Problem description: Repeat every line of the data verbatim.
Given entries Block Start
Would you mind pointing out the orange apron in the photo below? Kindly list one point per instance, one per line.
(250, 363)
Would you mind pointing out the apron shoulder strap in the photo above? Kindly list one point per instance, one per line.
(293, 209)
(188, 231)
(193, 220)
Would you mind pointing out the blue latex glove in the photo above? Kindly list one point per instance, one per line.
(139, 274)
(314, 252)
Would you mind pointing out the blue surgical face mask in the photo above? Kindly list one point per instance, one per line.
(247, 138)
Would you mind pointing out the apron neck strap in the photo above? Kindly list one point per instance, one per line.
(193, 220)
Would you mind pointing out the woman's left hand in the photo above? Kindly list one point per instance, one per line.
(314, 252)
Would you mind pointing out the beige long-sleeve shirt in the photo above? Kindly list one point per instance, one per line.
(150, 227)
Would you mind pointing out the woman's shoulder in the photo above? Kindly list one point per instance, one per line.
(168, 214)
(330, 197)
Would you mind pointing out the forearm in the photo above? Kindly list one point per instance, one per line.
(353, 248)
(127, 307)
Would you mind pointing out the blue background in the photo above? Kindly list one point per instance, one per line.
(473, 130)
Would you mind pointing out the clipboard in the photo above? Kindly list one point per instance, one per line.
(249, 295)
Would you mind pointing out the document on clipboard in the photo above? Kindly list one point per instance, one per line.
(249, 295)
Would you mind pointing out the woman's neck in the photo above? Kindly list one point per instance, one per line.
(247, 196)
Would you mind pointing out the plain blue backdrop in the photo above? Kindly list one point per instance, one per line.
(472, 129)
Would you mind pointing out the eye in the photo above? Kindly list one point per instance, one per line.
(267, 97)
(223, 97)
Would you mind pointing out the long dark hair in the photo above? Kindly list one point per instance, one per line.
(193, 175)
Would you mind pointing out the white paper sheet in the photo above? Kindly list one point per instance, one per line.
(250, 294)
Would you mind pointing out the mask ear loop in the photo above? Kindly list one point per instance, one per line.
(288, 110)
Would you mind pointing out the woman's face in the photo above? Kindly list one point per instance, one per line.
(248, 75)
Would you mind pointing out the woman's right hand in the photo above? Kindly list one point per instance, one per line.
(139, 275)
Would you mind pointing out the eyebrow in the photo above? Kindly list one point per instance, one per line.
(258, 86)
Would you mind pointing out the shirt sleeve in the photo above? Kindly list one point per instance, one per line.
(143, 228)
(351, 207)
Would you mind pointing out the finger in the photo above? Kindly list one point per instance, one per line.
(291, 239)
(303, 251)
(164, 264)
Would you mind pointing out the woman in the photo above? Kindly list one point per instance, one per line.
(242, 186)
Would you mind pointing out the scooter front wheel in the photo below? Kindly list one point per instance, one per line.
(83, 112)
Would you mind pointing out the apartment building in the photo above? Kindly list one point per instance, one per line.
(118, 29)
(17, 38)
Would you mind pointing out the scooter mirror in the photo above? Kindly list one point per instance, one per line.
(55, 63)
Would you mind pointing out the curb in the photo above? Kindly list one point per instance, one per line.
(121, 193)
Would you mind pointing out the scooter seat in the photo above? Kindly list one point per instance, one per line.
Given entries Block End
Answer box:
Would you mind pointing out the orange apron in the photo below? Kindly list one point per instance, one per line.
(250, 363)
Would you mind pointing out the apron shoulder strap in the photo above? Kindly list one point per instance, one per line.
(293, 209)
(188, 231)
(193, 220)
Would you mind pointing out the blue latex glove in the photo above? Kindly list one point per instance, one per line.
(139, 274)
(314, 252)
Would you mind pointing out the blue surgical face mask in the photo above? Kindly list one point per instance, one per line.
(247, 138)
Would you mind pointing out the apron neck strap in the photo above? Kindly list one point per instance, one per line.
(193, 220)
Would you mind pointing out the woman's left hand in the photo above? Kindly list one point per instance, one per line.
(314, 252)
Would you mind pointing out the beige long-sleeve shirt in the photo above? Kindly list one point per instance, one per line.
(150, 227)
Would you mind pointing out the woman's shoulder in the photo above? Kindly list one point per instance, one per line.
(168, 214)
(330, 197)
Would you mind pointing out the forearm in the photo above? Kindly list one point per instance, one per line.
(353, 248)
(127, 307)
Would you mind pointing out the blue background in the photo above? Kindly list one point per instance, one per line.
(473, 130)
Would you mind pointing out the clipboard in the photo above? Kindly list one point per instance, one per line.
(249, 295)
Would you mind pointing out the document on clipboard in the photo above? Kindly list one point per instance, one per line.
(249, 295)
Would you mind pointing out the woman's neck in the photo above? Kindly list one point per instance, one per line.
(247, 196)
Would you mind pointing out the plain blue backdrop in the photo above? Kindly list one point per instance, one per line.
(472, 129)
Would you mind pointing out the eye in the photo above? Kindly list one point per instance, one per line.
(267, 97)
(223, 97)
Would you mind pointing out the long dark hair in the photo above? Kindly list one point per instance, one per line.
(193, 175)
Would you mind pointing out the white paper sheet in the photo above? Kindly list one point per instance, one per line.
(250, 294)
Would you mind pointing out the mask ear loop in the photo above? Kindly list one point per instance, one per line.
(288, 110)
Would you mind pointing out the woman's face in the photo above? Kindly list one point per instance, one per line.
(248, 75)
Would you mind pointing out the woman's right hand in the photo above? Kindly list one point per instance, one per line.
(139, 275)
Would you mind pointing out the eyebrow in the photo above? Kindly list one point per instance, one per line.
(258, 86)
Would you mind pointing out the shirt sleeve in the photo above? Kindly list one point per instance, one per line.
(143, 228)
(351, 207)
Would you mind pointing out the finger in the photo above? Kindly list one point per instance, one per line.
(291, 239)
(303, 251)
(164, 264)
Would you mind pointing out the woman in the photo above? Kindly list one point per instance, one per line.
(242, 186)
Would you mind pointing out the scooter front wheel in the photo below? Kindly list one point per instance, one per line.
(83, 112)
Would you mind pointing out the apartment building in the photo above? Kindly list one point per instance, one per line.
(118, 29)
(17, 38)
Would you mind pointing out the scooter mirror in the photo above? Kindly list one point per instance, one per line.
(55, 63)
Would you mind pointing out the curb in the photo above? Kindly list one point per instance, one per line.
(121, 193)
Would you mind pointing out the scooter seat in the photo above? Kindly list one point per instance, one per line.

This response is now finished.